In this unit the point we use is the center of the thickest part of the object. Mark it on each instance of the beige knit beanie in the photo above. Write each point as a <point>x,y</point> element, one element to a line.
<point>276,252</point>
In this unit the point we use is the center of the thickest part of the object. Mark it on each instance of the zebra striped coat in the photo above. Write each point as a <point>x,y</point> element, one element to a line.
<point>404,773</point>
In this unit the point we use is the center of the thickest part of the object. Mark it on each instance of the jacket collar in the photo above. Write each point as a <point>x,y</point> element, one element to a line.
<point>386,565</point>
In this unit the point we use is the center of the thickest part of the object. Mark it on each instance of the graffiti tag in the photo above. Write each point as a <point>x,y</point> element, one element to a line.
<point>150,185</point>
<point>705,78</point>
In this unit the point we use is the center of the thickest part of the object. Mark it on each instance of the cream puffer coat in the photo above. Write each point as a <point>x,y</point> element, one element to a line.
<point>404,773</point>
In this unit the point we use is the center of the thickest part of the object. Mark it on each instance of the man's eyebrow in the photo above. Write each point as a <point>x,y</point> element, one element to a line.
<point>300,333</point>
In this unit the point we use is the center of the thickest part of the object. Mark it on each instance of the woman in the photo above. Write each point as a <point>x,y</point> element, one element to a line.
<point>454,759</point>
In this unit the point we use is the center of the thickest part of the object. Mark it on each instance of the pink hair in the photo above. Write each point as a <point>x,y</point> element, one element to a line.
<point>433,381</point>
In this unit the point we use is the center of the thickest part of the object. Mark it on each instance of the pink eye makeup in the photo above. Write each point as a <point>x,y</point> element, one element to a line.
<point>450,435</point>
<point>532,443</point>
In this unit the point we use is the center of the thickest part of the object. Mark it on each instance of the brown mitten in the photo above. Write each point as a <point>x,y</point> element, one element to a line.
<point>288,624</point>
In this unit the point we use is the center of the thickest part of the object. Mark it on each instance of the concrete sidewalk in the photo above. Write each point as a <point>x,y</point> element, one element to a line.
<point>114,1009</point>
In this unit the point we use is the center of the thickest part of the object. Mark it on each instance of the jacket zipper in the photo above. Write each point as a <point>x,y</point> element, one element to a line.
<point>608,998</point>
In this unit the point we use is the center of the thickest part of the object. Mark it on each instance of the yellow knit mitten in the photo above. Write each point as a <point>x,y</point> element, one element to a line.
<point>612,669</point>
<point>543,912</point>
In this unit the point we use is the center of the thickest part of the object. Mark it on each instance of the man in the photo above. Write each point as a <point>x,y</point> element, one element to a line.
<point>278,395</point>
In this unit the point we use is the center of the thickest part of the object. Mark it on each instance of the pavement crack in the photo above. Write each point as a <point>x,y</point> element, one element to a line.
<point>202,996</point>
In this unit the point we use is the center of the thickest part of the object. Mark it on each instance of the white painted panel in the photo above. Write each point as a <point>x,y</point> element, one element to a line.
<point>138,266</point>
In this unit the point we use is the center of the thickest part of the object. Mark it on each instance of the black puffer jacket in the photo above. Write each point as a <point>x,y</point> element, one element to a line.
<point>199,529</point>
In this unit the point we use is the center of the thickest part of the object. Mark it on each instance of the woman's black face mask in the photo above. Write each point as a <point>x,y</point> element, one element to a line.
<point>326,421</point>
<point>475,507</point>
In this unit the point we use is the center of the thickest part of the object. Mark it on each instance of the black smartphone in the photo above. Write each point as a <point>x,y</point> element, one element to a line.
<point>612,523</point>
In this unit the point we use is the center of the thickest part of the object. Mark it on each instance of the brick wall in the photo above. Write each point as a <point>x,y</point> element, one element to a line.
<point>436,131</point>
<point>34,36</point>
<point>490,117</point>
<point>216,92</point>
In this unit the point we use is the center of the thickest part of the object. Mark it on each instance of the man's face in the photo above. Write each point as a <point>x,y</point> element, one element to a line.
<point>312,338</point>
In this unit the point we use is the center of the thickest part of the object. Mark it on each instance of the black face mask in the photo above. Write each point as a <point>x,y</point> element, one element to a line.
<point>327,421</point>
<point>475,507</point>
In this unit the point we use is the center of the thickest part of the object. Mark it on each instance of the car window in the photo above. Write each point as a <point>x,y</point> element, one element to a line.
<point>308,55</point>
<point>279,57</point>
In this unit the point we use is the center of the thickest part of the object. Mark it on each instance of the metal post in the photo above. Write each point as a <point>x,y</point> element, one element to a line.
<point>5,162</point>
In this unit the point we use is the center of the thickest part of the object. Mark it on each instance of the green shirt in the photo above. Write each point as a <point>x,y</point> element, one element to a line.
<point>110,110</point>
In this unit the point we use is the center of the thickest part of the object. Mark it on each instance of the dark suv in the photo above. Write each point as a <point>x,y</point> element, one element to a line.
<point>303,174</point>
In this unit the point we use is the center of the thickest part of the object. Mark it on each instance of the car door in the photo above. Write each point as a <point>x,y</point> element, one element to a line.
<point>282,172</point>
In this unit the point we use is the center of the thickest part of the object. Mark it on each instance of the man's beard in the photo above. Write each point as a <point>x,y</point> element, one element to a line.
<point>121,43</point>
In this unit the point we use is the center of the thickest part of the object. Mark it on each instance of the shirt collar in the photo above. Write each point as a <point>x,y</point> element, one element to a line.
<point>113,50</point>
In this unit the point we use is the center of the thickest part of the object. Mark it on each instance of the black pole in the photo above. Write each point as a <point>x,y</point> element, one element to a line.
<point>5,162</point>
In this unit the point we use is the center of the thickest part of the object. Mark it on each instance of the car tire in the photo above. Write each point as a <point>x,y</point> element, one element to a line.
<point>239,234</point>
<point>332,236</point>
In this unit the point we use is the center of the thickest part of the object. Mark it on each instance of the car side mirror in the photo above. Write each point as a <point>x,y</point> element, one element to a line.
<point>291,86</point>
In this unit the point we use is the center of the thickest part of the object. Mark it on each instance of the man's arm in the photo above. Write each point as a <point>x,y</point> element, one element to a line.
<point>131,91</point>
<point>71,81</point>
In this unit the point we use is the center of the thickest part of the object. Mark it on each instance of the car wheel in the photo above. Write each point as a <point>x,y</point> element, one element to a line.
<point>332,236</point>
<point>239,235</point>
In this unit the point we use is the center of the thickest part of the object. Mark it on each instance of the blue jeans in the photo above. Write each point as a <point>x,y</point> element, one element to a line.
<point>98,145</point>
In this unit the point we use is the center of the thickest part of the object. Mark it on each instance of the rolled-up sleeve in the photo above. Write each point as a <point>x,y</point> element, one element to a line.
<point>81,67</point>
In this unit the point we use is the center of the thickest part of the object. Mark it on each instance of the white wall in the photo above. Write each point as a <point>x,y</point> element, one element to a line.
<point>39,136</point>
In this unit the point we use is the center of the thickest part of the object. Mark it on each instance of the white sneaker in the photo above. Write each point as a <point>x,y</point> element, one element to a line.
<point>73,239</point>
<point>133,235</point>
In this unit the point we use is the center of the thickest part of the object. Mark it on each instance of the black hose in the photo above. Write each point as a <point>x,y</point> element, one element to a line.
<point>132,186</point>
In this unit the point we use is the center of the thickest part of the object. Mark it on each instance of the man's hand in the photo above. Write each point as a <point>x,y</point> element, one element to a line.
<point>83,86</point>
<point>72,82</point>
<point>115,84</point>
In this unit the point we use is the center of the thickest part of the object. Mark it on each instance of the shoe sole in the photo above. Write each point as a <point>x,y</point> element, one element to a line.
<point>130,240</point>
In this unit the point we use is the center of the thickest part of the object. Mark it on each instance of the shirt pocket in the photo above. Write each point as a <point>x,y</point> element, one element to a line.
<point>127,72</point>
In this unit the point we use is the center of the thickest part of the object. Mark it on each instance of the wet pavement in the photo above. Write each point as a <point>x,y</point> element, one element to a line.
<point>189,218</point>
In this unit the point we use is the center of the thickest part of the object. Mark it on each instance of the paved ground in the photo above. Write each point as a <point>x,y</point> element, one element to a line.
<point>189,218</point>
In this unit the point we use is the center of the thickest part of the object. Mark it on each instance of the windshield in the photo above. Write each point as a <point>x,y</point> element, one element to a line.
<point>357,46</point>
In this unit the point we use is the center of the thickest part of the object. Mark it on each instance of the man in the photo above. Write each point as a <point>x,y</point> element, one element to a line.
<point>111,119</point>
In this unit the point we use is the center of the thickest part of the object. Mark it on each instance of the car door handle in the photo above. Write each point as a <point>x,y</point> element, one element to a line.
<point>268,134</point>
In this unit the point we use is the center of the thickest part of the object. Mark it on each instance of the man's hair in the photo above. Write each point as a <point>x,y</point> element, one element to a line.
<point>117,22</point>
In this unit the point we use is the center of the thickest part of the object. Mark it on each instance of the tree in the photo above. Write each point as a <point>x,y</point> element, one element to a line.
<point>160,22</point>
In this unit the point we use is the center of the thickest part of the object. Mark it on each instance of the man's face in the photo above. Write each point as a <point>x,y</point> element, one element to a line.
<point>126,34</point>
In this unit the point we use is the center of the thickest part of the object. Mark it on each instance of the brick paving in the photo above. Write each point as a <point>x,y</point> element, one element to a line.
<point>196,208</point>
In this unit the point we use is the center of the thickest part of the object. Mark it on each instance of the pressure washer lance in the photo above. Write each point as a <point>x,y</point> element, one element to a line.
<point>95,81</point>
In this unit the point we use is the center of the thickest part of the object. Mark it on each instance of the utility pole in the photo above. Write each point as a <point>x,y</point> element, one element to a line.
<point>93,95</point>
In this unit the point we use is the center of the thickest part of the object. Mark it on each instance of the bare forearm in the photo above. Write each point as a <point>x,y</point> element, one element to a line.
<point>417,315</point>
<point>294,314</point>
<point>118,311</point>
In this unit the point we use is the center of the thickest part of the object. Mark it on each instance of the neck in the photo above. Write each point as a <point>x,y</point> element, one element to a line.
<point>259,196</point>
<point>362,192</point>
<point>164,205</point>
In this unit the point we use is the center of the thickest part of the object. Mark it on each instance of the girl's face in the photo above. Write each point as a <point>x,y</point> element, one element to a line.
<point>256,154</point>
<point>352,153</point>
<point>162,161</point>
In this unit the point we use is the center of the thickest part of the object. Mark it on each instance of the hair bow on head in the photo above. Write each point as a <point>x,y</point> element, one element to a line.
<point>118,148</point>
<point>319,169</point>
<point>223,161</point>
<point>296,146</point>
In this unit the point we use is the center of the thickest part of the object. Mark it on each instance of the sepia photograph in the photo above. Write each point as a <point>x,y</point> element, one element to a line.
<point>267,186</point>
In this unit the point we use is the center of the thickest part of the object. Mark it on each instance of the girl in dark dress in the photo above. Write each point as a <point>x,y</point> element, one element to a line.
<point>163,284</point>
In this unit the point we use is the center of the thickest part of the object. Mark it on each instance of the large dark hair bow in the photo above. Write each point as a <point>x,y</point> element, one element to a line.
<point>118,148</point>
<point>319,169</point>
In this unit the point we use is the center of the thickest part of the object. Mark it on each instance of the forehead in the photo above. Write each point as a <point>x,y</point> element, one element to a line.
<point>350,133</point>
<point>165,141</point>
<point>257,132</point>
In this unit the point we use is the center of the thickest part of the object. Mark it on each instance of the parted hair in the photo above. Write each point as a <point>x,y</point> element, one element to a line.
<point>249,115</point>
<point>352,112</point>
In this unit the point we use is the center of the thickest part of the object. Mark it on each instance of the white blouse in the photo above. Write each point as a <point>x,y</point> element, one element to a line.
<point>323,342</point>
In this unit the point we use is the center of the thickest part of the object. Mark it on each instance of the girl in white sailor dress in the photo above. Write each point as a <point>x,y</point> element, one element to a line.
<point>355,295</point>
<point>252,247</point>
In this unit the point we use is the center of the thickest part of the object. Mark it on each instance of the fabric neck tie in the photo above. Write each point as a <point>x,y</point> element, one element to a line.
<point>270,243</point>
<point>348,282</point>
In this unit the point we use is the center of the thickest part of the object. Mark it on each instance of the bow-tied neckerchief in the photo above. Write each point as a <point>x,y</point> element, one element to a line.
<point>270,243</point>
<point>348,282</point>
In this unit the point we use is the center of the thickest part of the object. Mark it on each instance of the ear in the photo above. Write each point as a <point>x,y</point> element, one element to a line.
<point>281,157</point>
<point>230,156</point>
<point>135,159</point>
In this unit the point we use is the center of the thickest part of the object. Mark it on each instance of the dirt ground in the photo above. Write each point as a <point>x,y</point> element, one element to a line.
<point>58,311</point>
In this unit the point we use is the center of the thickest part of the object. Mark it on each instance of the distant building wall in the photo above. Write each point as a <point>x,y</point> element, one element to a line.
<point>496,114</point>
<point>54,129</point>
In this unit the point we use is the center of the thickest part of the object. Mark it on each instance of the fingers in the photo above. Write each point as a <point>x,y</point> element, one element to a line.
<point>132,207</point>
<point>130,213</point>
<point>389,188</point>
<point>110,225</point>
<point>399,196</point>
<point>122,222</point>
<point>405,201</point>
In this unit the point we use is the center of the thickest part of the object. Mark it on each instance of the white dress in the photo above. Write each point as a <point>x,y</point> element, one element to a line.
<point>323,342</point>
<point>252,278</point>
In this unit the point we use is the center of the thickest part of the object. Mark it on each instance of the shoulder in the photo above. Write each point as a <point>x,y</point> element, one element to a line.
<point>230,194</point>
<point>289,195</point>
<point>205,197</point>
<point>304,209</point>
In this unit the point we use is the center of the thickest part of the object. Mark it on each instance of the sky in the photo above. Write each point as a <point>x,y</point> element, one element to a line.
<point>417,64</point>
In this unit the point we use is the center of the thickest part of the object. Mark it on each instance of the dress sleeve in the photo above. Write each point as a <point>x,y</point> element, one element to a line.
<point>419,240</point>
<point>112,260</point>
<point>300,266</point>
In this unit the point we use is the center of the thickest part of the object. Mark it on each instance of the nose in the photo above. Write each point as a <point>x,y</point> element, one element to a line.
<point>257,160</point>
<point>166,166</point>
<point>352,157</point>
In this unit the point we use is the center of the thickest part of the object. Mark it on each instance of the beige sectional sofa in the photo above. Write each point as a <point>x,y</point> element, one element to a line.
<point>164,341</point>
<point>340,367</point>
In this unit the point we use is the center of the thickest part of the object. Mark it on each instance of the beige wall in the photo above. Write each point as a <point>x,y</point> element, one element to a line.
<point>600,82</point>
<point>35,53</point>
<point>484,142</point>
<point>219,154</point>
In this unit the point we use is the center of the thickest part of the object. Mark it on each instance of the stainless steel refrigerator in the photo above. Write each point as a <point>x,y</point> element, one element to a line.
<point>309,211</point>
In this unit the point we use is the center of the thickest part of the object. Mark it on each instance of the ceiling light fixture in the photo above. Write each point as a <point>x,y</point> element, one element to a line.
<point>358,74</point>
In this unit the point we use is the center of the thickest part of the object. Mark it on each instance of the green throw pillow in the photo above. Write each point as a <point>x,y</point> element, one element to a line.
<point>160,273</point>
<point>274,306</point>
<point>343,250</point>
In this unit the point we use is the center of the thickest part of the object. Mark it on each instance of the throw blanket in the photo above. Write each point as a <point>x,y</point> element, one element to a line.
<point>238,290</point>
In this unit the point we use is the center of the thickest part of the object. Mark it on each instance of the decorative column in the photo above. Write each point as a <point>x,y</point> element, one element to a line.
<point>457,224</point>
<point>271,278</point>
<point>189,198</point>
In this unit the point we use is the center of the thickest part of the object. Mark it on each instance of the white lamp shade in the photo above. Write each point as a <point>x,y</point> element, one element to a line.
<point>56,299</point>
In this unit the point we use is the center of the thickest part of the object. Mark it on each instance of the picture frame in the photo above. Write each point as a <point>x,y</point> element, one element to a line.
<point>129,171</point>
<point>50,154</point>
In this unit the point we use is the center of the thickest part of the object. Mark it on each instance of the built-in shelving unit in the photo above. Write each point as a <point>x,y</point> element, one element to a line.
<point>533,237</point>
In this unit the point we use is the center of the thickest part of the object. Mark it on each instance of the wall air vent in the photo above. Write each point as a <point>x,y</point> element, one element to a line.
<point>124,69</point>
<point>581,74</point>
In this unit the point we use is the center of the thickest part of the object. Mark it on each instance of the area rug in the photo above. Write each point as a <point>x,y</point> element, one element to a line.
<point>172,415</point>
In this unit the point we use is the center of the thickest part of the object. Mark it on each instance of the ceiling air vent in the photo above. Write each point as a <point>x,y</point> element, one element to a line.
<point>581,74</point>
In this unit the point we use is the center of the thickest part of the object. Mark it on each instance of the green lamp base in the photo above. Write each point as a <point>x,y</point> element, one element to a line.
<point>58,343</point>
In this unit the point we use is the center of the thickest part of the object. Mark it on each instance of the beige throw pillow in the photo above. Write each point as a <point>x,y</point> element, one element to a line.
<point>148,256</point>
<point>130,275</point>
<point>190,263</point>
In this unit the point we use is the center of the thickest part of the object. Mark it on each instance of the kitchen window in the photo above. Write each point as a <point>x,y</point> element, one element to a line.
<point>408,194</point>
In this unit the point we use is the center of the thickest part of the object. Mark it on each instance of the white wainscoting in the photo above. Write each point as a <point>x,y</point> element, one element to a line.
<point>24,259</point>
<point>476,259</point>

**Aim**
Output everything in the material above from the line containing "of the blue" down to the line containing "<point>81,67</point>", both included, as a numbered list with blank lines omitted.

**Solution to the problem**
1. In this unit the point we use is the center of the thickest part of the object. Mark it on each instance of the blue jeans in the photo above. Write each point as a <point>x,y</point> element, one element to a line.
2. <point>98,145</point>
3. In this unit the point we use is the center of the thickest part of the object. Mark it on each instance of the rolled-up sleeve in the photo above. Write each point as a <point>x,y</point> element, one element to a line.
4. <point>81,67</point>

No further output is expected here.